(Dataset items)
***
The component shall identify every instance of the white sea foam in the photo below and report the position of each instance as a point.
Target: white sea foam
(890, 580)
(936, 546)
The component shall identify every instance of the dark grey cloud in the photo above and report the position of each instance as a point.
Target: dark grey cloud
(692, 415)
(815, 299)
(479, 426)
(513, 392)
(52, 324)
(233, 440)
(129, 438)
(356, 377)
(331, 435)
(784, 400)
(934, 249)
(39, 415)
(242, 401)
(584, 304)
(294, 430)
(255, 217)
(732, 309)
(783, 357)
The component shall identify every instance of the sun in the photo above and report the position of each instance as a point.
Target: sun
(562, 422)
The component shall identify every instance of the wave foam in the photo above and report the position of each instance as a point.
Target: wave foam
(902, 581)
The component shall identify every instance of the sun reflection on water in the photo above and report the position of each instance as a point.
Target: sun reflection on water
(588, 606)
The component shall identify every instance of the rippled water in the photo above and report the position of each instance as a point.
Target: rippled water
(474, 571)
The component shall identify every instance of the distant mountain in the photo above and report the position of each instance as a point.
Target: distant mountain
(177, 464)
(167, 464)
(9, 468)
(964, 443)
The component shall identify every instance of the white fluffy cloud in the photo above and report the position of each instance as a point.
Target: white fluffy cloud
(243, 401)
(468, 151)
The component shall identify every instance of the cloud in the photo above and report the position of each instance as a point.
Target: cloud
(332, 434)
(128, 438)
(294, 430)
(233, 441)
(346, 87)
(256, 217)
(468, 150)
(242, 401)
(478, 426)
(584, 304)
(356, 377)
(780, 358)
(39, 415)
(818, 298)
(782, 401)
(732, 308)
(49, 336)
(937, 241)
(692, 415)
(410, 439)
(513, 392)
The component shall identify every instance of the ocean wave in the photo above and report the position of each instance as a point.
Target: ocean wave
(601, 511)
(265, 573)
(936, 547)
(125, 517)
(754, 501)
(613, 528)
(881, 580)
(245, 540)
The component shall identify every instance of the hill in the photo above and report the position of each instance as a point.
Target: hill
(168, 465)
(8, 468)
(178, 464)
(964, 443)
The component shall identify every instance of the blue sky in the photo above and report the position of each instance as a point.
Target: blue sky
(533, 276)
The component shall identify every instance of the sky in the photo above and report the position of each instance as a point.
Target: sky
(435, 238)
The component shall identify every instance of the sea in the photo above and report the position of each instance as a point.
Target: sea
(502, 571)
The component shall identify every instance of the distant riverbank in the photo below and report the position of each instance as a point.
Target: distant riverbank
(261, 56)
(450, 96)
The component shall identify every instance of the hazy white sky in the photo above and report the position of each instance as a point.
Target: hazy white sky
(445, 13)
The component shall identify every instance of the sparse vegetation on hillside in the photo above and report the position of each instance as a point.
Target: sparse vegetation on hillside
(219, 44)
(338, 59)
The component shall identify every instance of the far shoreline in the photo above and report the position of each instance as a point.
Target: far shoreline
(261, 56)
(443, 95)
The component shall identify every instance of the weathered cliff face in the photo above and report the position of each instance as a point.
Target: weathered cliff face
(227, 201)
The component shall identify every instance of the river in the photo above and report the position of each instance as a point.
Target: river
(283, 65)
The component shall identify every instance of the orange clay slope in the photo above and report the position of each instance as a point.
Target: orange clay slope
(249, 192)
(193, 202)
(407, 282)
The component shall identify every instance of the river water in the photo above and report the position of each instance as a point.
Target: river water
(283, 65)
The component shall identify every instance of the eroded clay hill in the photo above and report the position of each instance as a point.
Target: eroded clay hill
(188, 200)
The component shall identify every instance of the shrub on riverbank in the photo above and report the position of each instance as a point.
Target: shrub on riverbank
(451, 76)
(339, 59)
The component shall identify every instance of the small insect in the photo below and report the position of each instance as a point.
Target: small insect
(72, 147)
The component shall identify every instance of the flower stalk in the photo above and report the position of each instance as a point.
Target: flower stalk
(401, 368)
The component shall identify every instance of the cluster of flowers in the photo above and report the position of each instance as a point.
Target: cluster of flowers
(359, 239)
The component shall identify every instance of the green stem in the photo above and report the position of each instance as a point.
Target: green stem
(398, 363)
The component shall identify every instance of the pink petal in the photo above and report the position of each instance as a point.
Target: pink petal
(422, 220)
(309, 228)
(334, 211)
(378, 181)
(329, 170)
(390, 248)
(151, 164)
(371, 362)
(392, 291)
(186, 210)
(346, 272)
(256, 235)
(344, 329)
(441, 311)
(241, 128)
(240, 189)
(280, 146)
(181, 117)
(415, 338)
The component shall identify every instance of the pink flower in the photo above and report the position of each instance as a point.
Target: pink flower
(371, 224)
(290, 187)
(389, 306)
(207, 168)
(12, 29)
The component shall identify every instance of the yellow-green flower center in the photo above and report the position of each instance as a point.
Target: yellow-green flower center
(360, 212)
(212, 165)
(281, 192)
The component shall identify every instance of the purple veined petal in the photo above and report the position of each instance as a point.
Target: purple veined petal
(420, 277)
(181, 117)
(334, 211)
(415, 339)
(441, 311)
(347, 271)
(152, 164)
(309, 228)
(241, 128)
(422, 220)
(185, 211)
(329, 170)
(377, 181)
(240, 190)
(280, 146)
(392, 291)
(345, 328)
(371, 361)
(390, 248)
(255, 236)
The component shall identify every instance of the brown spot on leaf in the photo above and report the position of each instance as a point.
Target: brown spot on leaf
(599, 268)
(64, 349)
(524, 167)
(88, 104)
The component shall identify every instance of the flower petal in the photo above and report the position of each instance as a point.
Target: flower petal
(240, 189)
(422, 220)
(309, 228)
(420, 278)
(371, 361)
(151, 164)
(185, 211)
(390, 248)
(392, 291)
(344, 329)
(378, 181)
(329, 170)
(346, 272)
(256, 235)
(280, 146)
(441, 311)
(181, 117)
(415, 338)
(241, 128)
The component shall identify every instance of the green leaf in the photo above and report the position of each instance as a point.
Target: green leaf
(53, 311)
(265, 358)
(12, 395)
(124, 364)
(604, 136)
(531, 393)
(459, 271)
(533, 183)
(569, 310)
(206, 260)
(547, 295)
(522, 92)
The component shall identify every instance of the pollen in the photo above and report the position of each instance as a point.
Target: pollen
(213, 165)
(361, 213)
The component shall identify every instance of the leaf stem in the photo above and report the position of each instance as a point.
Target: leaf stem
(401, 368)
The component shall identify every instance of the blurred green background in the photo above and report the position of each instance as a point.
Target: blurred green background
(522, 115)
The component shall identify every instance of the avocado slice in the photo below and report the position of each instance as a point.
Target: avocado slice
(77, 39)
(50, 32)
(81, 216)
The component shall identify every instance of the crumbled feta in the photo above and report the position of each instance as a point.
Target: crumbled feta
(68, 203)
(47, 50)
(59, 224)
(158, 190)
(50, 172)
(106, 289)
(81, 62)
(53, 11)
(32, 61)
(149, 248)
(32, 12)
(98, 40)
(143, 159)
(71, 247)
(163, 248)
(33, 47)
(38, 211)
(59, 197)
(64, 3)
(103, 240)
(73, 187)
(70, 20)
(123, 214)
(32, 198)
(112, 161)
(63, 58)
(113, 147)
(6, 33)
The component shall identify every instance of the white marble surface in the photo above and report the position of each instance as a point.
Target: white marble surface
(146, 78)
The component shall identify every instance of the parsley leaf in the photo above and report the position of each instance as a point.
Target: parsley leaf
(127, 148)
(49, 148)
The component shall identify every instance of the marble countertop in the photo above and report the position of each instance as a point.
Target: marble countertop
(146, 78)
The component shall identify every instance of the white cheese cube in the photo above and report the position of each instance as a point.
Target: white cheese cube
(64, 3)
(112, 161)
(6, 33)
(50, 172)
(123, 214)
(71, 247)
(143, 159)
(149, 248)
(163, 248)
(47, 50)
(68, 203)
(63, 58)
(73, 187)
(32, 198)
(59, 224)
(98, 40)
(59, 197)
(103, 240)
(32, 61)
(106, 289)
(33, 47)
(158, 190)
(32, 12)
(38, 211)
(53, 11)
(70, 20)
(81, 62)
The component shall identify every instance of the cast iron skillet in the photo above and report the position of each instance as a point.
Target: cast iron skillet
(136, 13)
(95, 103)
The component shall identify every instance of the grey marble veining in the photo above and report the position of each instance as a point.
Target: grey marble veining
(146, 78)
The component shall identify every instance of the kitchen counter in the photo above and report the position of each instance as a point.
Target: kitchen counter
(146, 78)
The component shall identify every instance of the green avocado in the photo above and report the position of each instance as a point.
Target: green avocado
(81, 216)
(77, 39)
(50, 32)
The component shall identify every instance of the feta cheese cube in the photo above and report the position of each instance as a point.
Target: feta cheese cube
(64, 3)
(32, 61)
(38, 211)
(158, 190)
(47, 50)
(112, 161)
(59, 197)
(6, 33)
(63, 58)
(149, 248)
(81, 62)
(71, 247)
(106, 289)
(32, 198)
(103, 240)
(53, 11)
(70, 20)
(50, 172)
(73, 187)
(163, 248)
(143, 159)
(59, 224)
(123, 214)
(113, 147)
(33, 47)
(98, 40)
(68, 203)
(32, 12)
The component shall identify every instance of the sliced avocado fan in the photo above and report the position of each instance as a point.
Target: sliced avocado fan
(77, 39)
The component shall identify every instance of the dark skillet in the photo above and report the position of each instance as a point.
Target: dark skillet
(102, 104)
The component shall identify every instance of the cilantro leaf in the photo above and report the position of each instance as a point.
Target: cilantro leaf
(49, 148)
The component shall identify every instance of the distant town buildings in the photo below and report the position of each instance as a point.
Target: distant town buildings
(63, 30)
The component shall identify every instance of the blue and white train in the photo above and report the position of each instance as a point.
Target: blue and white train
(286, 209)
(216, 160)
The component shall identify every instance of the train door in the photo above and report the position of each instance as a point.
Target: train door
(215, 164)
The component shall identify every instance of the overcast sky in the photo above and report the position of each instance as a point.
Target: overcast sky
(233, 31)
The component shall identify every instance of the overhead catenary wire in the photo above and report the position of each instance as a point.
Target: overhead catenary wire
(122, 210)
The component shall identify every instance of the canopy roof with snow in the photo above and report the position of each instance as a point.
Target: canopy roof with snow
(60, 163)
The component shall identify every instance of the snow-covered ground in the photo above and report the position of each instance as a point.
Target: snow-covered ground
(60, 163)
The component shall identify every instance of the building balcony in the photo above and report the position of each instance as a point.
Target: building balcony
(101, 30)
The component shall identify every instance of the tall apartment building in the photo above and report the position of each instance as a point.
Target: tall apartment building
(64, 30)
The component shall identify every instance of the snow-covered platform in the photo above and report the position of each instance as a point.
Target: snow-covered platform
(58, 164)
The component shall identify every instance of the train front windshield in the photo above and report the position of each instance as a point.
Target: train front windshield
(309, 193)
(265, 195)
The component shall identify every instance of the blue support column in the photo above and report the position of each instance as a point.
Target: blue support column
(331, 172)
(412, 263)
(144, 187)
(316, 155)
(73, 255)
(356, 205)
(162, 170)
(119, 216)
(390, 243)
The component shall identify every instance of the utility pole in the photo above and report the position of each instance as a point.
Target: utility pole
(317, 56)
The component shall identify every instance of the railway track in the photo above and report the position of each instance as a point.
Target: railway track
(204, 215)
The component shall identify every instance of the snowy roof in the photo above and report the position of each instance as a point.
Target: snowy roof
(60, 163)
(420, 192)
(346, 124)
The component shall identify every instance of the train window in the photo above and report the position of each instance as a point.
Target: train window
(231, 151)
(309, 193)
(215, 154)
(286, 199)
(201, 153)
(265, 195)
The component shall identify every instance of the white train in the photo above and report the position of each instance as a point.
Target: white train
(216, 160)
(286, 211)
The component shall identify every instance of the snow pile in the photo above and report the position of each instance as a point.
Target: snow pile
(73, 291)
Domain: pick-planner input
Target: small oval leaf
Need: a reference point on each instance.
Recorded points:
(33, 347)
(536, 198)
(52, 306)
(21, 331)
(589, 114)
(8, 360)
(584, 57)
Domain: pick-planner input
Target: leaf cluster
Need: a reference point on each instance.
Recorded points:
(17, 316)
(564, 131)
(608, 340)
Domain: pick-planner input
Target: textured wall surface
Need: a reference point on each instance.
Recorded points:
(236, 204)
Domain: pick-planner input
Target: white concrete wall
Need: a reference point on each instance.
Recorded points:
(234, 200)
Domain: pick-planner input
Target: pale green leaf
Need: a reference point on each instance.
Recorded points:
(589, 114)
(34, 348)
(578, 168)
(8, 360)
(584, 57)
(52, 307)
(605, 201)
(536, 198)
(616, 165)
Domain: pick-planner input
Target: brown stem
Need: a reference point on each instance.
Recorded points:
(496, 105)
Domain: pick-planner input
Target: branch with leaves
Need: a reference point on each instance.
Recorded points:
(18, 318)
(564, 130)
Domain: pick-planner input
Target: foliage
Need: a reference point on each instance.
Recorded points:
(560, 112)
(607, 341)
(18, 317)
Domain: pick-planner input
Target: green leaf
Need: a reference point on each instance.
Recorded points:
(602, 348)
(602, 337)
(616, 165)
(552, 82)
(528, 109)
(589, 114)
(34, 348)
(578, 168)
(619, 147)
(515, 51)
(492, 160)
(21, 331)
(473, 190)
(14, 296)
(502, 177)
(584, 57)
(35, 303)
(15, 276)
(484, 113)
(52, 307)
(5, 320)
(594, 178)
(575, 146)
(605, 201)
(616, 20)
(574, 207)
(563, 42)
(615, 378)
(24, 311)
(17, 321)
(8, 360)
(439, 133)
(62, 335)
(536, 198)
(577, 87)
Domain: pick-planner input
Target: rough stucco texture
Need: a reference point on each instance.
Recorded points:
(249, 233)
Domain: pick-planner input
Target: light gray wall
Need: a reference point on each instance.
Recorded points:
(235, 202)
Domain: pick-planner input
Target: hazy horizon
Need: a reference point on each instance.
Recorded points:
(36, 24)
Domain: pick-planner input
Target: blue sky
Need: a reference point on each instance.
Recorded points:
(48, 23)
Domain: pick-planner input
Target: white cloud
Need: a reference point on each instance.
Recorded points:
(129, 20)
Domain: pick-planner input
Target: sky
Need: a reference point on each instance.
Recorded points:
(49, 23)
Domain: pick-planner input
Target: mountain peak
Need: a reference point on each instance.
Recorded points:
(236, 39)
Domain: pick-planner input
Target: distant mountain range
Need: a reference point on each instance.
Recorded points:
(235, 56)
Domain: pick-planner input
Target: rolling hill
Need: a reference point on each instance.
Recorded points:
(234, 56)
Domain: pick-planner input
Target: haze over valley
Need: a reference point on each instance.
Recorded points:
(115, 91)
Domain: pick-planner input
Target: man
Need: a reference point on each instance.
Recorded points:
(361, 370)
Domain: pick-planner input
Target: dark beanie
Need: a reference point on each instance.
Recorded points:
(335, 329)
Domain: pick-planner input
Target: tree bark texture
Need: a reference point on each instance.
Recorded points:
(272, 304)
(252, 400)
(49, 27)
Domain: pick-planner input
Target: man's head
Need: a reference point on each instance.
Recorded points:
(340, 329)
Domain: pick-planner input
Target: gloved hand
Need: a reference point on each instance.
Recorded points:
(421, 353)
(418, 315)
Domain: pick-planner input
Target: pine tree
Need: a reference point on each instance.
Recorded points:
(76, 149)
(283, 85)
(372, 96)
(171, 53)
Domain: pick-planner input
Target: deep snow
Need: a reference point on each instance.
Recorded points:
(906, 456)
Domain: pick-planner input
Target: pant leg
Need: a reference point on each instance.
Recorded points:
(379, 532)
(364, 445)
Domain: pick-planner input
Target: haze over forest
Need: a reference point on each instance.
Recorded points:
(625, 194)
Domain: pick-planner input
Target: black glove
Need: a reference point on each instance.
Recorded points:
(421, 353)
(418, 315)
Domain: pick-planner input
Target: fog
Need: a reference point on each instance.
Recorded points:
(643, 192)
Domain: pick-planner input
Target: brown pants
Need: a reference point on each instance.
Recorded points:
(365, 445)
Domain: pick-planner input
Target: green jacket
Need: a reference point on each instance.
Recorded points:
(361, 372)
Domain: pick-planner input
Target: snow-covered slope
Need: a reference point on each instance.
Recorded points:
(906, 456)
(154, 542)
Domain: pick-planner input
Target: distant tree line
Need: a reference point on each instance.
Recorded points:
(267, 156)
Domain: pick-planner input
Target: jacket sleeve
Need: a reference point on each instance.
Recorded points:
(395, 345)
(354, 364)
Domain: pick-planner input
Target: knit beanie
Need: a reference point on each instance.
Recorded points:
***
> **TASK STATEMENT**: Select every line in the items above that contains the word "wave" and copy each one.

> **WRITTEN ANSWER**:
The component shall identify every instance of the wave foam in the photo above and report the position of each instance as a point.
Target: wave foam
The component shall identify every instance of the ocean wave in the photo above and report the position of each instance as a point.
Target: ocean wave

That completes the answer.